При этом логика рыночных отношений ставит условия и для самих корпораций. Так, два журналиста из «Financial Times» замечают, что «дни, когда исследования проводились ради самих исследований, миновали. Коммерчески ориентированная, работающая в конкурентной среде компанию вроде British Telecom не может позволить себе такую роскошь». Это говорится об одной из крупнейших корпораций в сфере информационно-коммуникационных технологий.
При этом в поиске прибылей корпорации навязывают свои условия даже крупнейшим государствам. Так, в результате политики М.Тэтчер (1979-1990) телекоммуникационный сектор британской экономики был освобожден от государственного регулирования. Была создана компания Mercury, которая попыталась захватить наиболее лакомую часть телекоммуникационного рынка – деловую связь. В ответ на эту попытку British Telecom (бывший монополист) снизила стоимость услуг, рассчитанных на этот сектор (то есть, на корпорации). Затем компания начала жаловаться на «убытки, связанные с предоставлением местной связи» (то есть, связи для простых граждан), которые раньше покрывались за счет более высоких цен для корпоративных пользователей. Результаты такого экономического анализа были предсказуемыми: хотя после приватизации государство сохранило за собой некоторые регулирующие функции, создав Oftel (Office of Telecommunication), который регулировал цены ВТ, ограничивалась лишь средняя цена услуг. На практике стоимость телефонной связи для рядового потребителя росла быстрее, чем цены в корпоративном секторе.

→ **ЗАДАНИЕ A**
Перепишите все записи ниже полностью, вместе с запросами, прибавив 81 к каждому числу в координатах точек из ответов. Запросы и образцы формата в них оставьте без изменений, а картинки в ответ не включайте.

→ **Фрагменты набора данных об указании объектов**
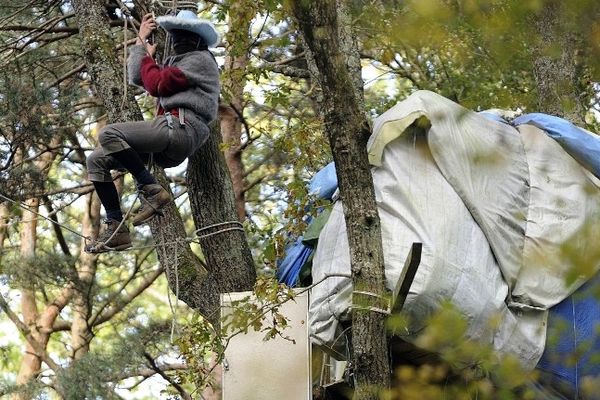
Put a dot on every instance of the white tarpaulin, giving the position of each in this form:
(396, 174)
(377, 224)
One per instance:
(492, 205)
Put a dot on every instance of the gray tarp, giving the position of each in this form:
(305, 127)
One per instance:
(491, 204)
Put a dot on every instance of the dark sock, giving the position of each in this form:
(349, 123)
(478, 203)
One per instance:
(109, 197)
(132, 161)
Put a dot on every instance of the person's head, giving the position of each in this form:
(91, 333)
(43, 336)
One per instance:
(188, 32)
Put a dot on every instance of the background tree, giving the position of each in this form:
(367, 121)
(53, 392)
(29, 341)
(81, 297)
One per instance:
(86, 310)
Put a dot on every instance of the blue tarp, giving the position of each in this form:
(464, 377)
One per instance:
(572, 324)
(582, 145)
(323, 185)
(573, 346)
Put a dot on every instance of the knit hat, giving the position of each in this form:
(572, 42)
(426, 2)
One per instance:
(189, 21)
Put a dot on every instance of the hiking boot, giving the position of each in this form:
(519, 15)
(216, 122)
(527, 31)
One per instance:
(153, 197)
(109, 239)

→ **ЗАДАНИЕ B**
Выпишите дословно часть отрывка о British Telecom между «При этом логика» и «сфере информационно-коммуникационных технологий.» включительно.

→ **ОТВЕТ A**
Put a dot on every instance of the white tarpaulin, giving the position of each in this form:
(396, 174)
(377, 224)
One per instance:
(573, 286)
Put a dot on every instance of the gray tarp, giving the position of each in this form:
(305, 127)
One per instance:
(572, 285)
Put a dot on every instance of the dark sock, giving the position of each in this form:
(349, 123)
(478, 203)
One per instance:
(190, 278)
(213, 242)
Put a dot on every instance of the person's head, giving the position of each in this form:
(91, 333)
(43, 336)
One per instance:
(269, 113)
Put a dot on every instance of the background tree, giving the position of each in this form:
(367, 121)
(53, 392)
(29, 341)
(81, 297)
One per instance:
(167, 391)
Put a dot on every instance of the blue tarp, giving the position of each in this form:
(464, 377)
One per instance:
(653, 405)
(663, 226)
(404, 266)
(654, 427)
Put a dot on every instance of the knit hat, giving the position of each in this form:
(572, 42)
(426, 2)
One per instance:
(270, 102)
Put a dot on every instance of the hiking boot, giving the position of each in this form:
(519, 15)
(216, 122)
(527, 31)
One per instance:
(234, 278)
(190, 320)

→ **ОТВЕТ B**
При этом логика рыночных отношений ставит условия и для самих корпораций. Так, два журналиста из «Financial Times» замечают, что «дни, когда исследования проводились ради самих исследований, миновали. Коммерчески ориентированная, работающая в конкурентной среде компанию вроде British Telecom не может позволить себе такую роскошь». Это говорится об одной из крупнейших корпораций в сфере информационно-коммуникационных технологий.